Directions |
Retype every one of the lines below exactly, and leave the pictures out of your copy.

Available data |
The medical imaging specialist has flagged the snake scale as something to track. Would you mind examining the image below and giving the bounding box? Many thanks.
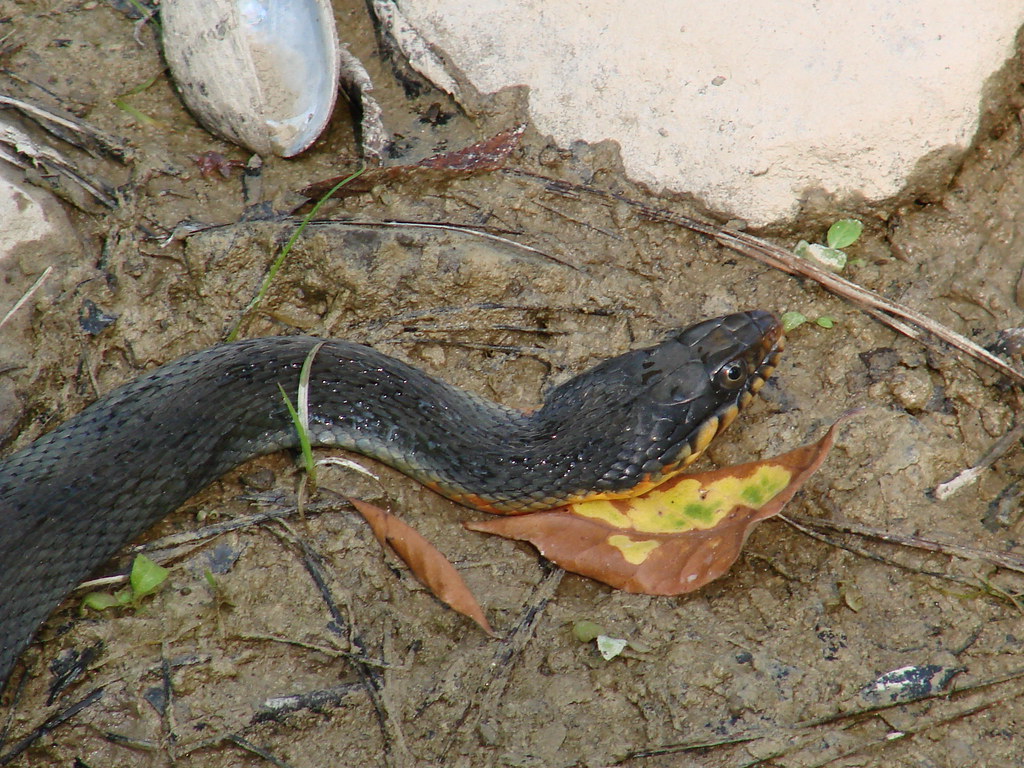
[0,310,782,687]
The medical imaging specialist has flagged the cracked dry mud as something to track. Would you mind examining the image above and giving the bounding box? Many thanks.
[0,1,1024,768]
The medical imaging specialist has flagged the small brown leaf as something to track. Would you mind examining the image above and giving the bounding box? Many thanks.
[349,499,497,637]
[464,414,852,595]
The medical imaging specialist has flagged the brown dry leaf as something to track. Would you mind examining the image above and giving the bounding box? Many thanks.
[464,413,853,595]
[349,499,497,637]
[300,125,525,200]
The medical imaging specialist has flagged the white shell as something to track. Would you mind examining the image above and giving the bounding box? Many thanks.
[161,0,339,158]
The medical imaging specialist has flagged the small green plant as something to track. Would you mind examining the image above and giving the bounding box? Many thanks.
[794,219,864,272]
[278,341,324,487]
[225,163,367,341]
[782,311,836,333]
[572,621,630,662]
[82,555,170,610]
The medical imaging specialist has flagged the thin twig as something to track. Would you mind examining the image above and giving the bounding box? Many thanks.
[505,169,1024,385]
[783,515,1024,573]
[0,264,53,328]
[937,421,1024,501]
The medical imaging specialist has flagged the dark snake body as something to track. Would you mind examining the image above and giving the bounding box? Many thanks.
[0,311,780,687]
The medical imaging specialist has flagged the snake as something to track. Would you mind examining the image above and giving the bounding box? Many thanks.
[0,310,783,689]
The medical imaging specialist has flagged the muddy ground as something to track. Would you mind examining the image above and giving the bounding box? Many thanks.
[0,0,1024,768]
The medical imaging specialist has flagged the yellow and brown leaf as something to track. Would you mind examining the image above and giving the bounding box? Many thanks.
[465,417,846,595]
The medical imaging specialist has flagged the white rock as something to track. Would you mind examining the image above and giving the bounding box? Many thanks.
[402,0,1024,224]
[0,162,69,260]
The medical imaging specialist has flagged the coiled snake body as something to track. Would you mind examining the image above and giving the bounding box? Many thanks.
[0,311,781,688]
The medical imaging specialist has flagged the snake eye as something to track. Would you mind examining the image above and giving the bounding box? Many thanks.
[715,360,746,389]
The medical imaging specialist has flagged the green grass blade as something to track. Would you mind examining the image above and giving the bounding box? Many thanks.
[226,163,367,341]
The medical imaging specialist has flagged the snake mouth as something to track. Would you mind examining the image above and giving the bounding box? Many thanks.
[668,311,785,474]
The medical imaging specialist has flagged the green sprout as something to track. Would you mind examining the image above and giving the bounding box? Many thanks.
[278,341,324,486]
[225,163,367,341]
[572,621,630,662]
[794,219,864,272]
[781,311,837,333]
[82,555,170,610]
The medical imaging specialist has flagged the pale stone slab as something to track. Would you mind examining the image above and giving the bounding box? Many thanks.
[401,0,1024,224]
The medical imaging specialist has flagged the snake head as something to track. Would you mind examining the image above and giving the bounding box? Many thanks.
[640,310,784,477]
[569,310,783,498]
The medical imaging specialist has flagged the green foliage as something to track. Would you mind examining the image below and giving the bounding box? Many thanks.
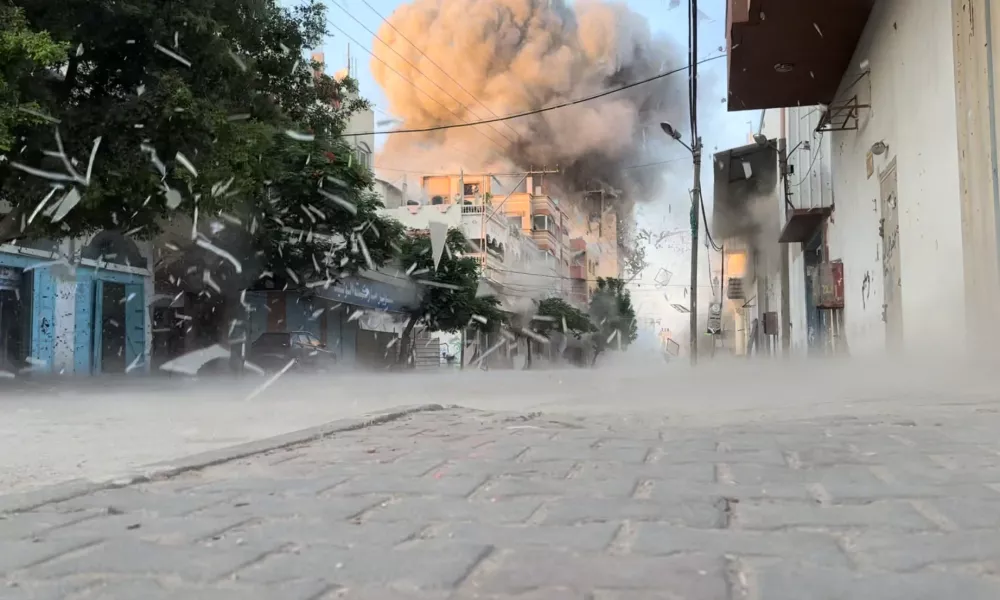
[535,298,597,339]
[0,0,401,290]
[0,0,67,152]
[590,277,639,353]
[400,229,506,332]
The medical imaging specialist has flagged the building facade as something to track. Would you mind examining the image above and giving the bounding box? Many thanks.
[727,0,976,355]
[0,232,153,375]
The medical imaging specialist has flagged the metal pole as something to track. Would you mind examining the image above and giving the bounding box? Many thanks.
[689,137,701,366]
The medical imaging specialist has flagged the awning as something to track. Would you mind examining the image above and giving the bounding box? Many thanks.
[712,140,780,242]
[778,206,833,244]
[726,0,876,111]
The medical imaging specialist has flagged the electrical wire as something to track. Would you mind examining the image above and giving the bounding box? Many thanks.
[345,54,726,135]
[329,23,506,150]
[361,0,521,139]
[328,4,514,144]
[375,156,691,177]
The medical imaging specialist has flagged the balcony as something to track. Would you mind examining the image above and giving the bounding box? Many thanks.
[726,0,875,111]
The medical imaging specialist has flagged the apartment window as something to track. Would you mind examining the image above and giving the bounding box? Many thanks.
[531,215,555,232]
[355,142,372,169]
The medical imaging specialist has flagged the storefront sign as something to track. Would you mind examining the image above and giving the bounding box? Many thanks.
[316,276,415,312]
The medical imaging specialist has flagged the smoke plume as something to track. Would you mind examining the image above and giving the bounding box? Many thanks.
[371,0,688,201]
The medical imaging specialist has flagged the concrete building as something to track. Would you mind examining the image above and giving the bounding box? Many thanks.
[727,0,976,355]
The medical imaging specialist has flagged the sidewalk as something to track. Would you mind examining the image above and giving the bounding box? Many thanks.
[0,407,1000,600]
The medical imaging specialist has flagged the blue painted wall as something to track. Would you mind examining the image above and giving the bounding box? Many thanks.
[31,268,56,372]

Solution to this task |
The medical imaging specialist has flagged the snake scale as something to track. Would you mind examining the image below and giving the bounding box? Many thanks.
[0,310,782,687]
The medical imaging specialist has flagged the cracked dry mud as something to track. Would you mind examining the image above and giving the bounding box? Many thanks.
[0,1,1024,768]
The medical imaging specialist has flagged the small brown leaf as something to track. Would you mind examining the image above and giving the bounding box? Many thanks.
[349,499,497,637]
[464,414,852,595]
The medical imaging specialist has flagged the brown dry leaf as something to track. Would you mind examining the image above and giving the bounding box? Many thanks.
[464,413,853,595]
[349,499,497,637]
[300,125,525,200]
The medical imaging specialist has flagged the white shell as something to track. Would you mind examining the image above and giving the bounding box? Many thanks.
[161,0,339,158]
The medical imaging specialist has flagged the small green plant as something to track. Would you mind examining the image above and giving the bounding box? Many thanks.
[794,219,864,272]
[278,341,324,487]
[225,163,367,341]
[782,311,836,333]
[572,621,630,662]
[82,555,170,610]
The medical imaging specialist has flagged the thin twig as something to track. Would you mind examining the image above and giving the bounding box? Many thanks.
[505,169,1024,385]
[783,515,1024,573]
[0,264,53,328]
[937,421,1024,501]
The medical imaging specialist has flagged the dark snake body as something to track. Would you mind examining the image above and giving the bounding box? Many thanks.
[0,311,780,687]
The medical imaging specialist has flagged the snake as something to track. Would you mind examining the image above and giving the bounding box? Many thanks.
[0,310,783,689]
The medical imaging specialist has flagged the muddy ground as something to track. Would you mind examining the image above and giving the bounding box? Many thanks.
[0,0,1024,768]
The medical imaging specialist has flagged the yellow and brown leaf as something to track. Would you mind examining the image above and giving the bounding box? Many thanks.
[465,417,846,595]
The medical imaging specialist has flagged the white rock as something to track. Would you mind examining the image above and giving the bounding box? Many thanks.
[402,0,1024,224]
[0,162,69,260]
The medical imaging specialist has flagged the coiled snake body as something to track. Would you mind examining the image above and giving the bounding box? Many thanks.
[0,311,781,688]
The medical imaging specialist has flagged the snake eye as something to track. Would you mind examining the image above and giving the bounding box? Many thanks.
[715,360,746,389]
The medical imaging specialist has flagged the green grass blade as something to track. Would you mind examining the image above and giving the bounding box? Many thanks.
[226,163,367,341]
The medical imaging specialist has flagged the snake mouth as something to track. Would you mind examining the image above and giving the bounding box? Many thanks.
[668,311,785,474]
The medical imaging specialist has flagged the green sprout as something to track. Would you mind examining the image above and giving the bounding box? Many thanks.
[278,341,324,486]
[225,163,367,341]
[572,621,630,662]
[794,219,864,272]
[781,311,837,333]
[82,555,170,610]
The medical imaging specialist has flagged the pale stone slab as something to track. Would you mind examining the image above and giving the bounding box? Many thanks.
[401,0,1024,224]
The medical imaging specialist has flagged the snake head as something to track. Would you mind examining the image above and giving the bounding box? Many thanks.
[640,310,784,477]
[569,310,783,498]
The medical imaging specialist has flagged the green foliage as something to track. Would you mind examining the image below and giving the bounding box? Many thanks.
[535,298,597,339]
[0,0,401,290]
[0,0,67,152]
[590,277,639,353]
[400,229,506,332]
The medical imaging specialist has flagged the building facade as something to track. Would you mind examining the image above and giving the bounding box? Many thanks.
[727,0,976,355]
[0,232,153,375]
The medical imaging specialist has flagged the metal pole as something to track. Would you mind examining the image above and giving the bounding box? Many thanks.
[689,137,701,366]
The medical imaging specialist has flagged the awning as something to track. Would you mind examining the image above and giving the bounding box? Many thanks.
[712,140,780,242]
[778,206,833,244]
[726,0,876,111]
The medical imaging specialist has flagged the electrical wire as something to track. Would you mind examining the image above and giving the bounding box? Many thanks.
[345,54,726,135]
[329,23,506,150]
[361,0,521,139]
[328,4,514,144]
[375,156,691,177]
The medical imaging specialist has flagged the balcony as something to track. Would you mind examining the image above and giving the bounding box? Many thanks.
[726,0,875,111]
The medical imaging specialist has flagged the apartment window as something to track. Would you mind examining the image above and giving the bounding box? Many thanks.
[531,215,555,232]
[355,142,372,169]
The medical imaging specialist has flagged the storefront sign as something to track. Would you mind examining the image above and giving the bounding box? Many thanks.
[316,276,415,312]
The medical imaging specialist has flagged the smoke plume as something to track. Would you mind examining the image above and giving the bounding box? Many thanks.
[371,0,688,201]
The medical imaging specialist has flagged the concrete building as something to track. Would you mind examining the image above and giving the bounding box? Many thanks.
[727,0,976,355]
The medical imaging specialist has flagged the sidewalk as something to track. Would you mind examining the image above and giving the bounding box? Many thanks.
[0,407,1000,600]
The medical imaging specialist has flagged the blue painted wall as something to track. Would you mind examining the image above and giving the bounding box? Many thanks.
[31,268,56,372]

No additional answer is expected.